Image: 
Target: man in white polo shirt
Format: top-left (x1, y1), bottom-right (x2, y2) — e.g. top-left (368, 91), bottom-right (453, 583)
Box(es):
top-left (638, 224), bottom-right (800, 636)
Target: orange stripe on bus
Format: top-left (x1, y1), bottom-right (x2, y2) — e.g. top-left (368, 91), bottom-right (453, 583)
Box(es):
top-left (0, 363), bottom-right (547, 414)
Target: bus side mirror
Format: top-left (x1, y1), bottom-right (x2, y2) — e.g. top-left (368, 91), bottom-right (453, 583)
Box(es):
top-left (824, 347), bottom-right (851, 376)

---

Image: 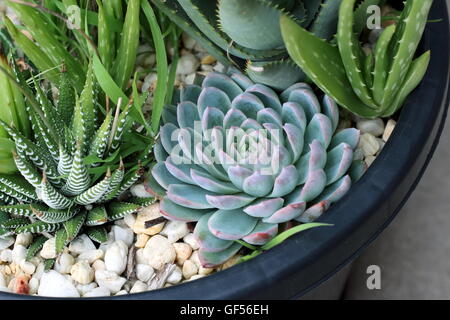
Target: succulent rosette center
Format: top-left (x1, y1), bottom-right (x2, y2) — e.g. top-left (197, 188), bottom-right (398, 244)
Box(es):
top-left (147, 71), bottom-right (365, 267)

WHAT YOU ARE ASKED TO DO:
In the material above, find each line that contains the word "Target", and select it.

WRITTEN RESPONSE:
Target: man in white polo shirt
Target: orange stripe on bus
Target: bus side mirror
Target: succulent rosette center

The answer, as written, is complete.